DATA SHOWN ::
+-------+

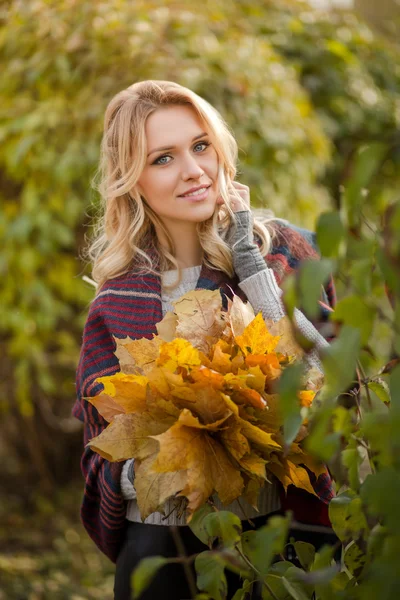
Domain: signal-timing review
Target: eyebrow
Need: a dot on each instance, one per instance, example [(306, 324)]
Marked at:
[(172, 147)]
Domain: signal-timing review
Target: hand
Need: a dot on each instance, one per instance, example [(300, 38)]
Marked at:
[(238, 204)]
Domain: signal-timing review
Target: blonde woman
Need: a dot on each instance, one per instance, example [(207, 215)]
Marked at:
[(173, 219)]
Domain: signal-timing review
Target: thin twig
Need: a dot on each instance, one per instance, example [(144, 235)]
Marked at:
[(313, 528), (365, 382), (185, 563), (252, 567)]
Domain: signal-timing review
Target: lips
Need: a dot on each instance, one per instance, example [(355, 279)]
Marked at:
[(188, 193)]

+-------+

THE PROBLEM :: The required output is the lines from the one holding "Target: lips" through the last line of the entries above, copied exactly.

TASK ANSWER ::
Target: lips
Need: a dot on each instance, one per instance, example [(355, 279)]
Marked at:
[(188, 193)]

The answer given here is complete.